TO DO. Every line from the one holding "Query: red brick house" through the last line of the records must be retyped exactly, and no other line or picture may appear in the copy.

DATA FOR ANALYSIS.

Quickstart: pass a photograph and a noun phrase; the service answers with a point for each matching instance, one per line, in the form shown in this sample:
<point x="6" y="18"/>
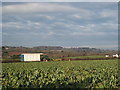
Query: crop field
<point x="61" y="74"/>
<point x="88" y="57"/>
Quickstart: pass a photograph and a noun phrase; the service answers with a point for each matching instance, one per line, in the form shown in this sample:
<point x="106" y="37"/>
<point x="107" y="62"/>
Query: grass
<point x="61" y="74"/>
<point x="87" y="57"/>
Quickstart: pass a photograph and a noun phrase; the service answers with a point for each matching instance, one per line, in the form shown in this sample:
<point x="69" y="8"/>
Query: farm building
<point x="31" y="56"/>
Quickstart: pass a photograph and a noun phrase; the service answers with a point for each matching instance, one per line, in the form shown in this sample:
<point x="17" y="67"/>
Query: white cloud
<point x="37" y="7"/>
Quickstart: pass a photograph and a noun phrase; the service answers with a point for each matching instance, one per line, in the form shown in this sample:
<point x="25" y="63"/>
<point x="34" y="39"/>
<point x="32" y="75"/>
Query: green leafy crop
<point x="61" y="74"/>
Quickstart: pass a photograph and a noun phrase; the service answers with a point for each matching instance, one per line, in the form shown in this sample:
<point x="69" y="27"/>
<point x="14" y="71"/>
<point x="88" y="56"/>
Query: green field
<point x="87" y="57"/>
<point x="61" y="74"/>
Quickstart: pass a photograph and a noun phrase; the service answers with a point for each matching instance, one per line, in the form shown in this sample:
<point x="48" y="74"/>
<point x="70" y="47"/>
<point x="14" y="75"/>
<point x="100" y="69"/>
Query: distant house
<point x="107" y="56"/>
<point x="31" y="56"/>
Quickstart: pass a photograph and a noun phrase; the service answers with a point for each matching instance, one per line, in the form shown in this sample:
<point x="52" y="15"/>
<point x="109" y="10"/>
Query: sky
<point x="75" y="24"/>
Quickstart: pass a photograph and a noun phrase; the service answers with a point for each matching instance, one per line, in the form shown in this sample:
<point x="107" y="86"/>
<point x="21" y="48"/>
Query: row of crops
<point x="61" y="74"/>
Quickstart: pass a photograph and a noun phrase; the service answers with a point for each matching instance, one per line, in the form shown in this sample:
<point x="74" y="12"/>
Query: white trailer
<point x="31" y="56"/>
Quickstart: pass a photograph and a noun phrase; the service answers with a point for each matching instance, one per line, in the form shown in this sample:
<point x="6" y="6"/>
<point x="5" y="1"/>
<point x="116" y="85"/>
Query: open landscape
<point x="59" y="45"/>
<point x="61" y="74"/>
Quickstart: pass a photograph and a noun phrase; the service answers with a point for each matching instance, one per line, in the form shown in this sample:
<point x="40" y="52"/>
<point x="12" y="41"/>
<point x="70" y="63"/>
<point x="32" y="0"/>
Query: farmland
<point x="61" y="74"/>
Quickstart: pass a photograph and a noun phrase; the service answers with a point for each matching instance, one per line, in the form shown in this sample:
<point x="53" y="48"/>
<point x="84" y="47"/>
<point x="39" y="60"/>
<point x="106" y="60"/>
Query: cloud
<point x="37" y="7"/>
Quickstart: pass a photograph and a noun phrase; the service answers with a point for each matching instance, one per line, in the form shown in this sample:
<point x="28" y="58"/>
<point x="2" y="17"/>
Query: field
<point x="61" y="74"/>
<point x="87" y="57"/>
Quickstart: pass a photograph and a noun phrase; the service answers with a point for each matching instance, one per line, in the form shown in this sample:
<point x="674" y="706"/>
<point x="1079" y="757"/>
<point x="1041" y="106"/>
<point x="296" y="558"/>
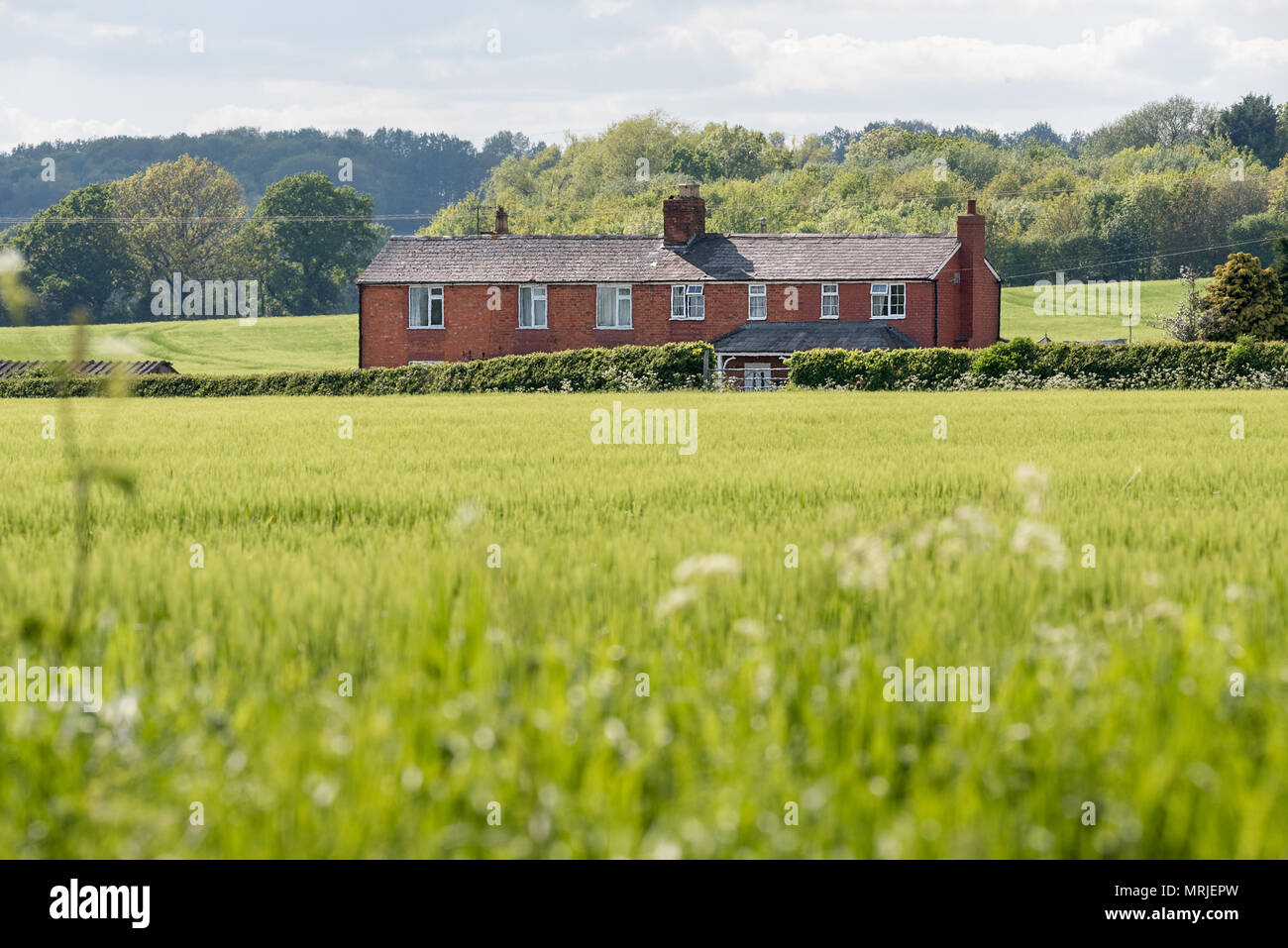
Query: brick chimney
<point x="974" y="275"/>
<point x="684" y="217"/>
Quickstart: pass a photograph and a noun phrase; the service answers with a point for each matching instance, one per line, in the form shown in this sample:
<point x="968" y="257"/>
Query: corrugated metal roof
<point x="772" y="338"/>
<point x="11" y="369"/>
<point x="643" y="260"/>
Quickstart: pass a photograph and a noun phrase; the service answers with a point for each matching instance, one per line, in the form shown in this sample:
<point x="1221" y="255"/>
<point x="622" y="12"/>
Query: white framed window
<point x="532" y="307"/>
<point x="889" y="300"/>
<point x="613" y="307"/>
<point x="688" y="301"/>
<point x="425" y="307"/>
<point x="831" y="301"/>
<point x="756" y="376"/>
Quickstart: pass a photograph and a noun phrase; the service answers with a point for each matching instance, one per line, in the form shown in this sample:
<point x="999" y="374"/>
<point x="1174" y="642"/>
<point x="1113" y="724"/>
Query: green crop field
<point x="1157" y="296"/>
<point x="471" y="631"/>
<point x="294" y="343"/>
<point x="204" y="347"/>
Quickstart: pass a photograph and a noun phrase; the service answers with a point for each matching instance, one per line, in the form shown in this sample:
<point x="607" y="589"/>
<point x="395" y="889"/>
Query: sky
<point x="86" y="69"/>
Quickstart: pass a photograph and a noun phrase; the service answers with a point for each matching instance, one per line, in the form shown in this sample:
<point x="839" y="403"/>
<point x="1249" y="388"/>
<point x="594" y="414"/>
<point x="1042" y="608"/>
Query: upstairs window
<point x="612" y="307"/>
<point x="425" y="307"/>
<point x="889" y="300"/>
<point x="532" y="307"/>
<point x="831" y="301"/>
<point x="688" y="301"/>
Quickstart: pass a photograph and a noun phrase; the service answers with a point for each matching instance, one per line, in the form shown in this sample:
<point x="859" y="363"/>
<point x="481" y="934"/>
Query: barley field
<point x="467" y="630"/>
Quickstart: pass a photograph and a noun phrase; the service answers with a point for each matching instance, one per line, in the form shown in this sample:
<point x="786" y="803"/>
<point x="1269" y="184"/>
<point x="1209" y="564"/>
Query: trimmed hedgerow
<point x="625" y="368"/>
<point x="1022" y="364"/>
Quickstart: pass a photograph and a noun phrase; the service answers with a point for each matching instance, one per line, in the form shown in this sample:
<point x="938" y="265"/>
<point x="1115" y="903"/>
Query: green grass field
<point x="277" y="344"/>
<point x="1158" y="296"/>
<point x="516" y="691"/>
<point x="201" y="347"/>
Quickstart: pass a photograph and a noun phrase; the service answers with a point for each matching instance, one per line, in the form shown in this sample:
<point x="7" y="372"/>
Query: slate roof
<point x="773" y="338"/>
<point x="11" y="369"/>
<point x="643" y="260"/>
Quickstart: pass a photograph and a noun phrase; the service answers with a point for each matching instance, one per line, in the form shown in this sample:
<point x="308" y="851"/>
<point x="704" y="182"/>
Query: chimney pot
<point x="684" y="217"/>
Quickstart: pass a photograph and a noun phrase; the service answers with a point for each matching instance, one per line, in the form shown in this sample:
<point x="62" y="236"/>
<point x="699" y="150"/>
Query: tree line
<point x="114" y="250"/>
<point x="404" y="171"/>
<point x="1171" y="184"/>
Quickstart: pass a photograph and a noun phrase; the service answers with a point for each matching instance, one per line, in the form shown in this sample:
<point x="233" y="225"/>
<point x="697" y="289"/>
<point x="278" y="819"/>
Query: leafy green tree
<point x="694" y="162"/>
<point x="76" y="256"/>
<point x="1282" y="264"/>
<point x="180" y="217"/>
<point x="1250" y="123"/>
<point x="1245" y="299"/>
<point x="309" y="239"/>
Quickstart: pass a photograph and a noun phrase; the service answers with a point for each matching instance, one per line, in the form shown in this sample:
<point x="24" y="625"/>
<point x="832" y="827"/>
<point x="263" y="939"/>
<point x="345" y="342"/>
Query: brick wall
<point x="476" y="331"/>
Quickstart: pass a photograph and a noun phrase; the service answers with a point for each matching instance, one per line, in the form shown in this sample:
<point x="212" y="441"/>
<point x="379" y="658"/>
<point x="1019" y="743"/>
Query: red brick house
<point x="758" y="298"/>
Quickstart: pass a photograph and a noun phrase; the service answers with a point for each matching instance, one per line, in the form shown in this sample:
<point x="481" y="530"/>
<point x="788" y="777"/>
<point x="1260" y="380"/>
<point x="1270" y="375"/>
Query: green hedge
<point x="1024" y="364"/>
<point x="625" y="368"/>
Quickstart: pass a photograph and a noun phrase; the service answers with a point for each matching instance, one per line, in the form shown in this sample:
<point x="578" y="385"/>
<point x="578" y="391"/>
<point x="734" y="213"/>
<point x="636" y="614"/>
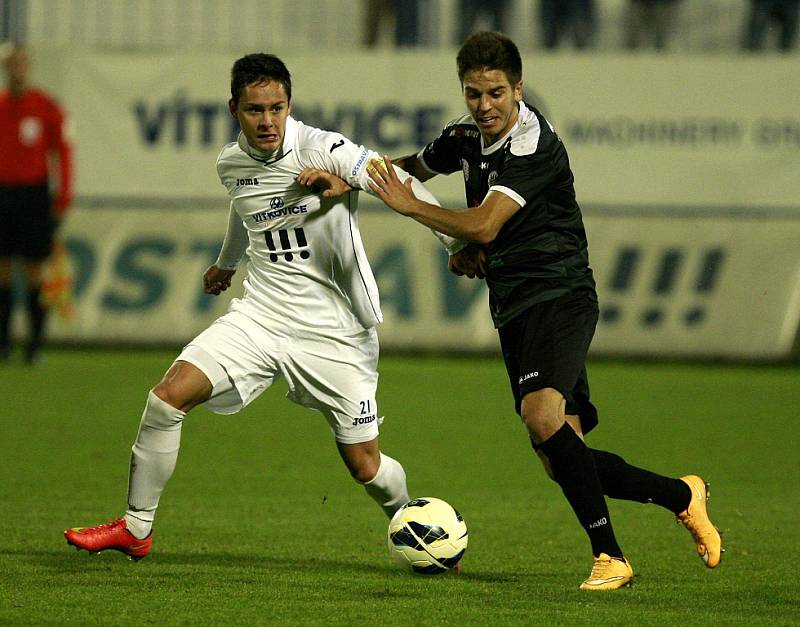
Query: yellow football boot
<point x="695" y="519"/>
<point x="608" y="573"/>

OUTPUT OF THE TASK.
Query: red brick house
<point x="758" y="298"/>
Quickstart: pass a photograph and a noun phrase; the service answers with a point for each matching instance, one per line, in the form shown in this sample:
<point x="481" y="530"/>
<point x="788" y="777"/>
<point x="1260" y="380"/>
<point x="1270" y="375"/>
Query: green hedge
<point x="1024" y="364"/>
<point x="625" y="368"/>
Quickstart: pass a photograph and a noun phrase; the service answers with a point for each matching instance, one per line, in the form shown in this sample:
<point x="578" y="385"/>
<point x="578" y="391"/>
<point x="734" y="213"/>
<point x="636" y="614"/>
Query: yellow football boot
<point x="695" y="519"/>
<point x="608" y="573"/>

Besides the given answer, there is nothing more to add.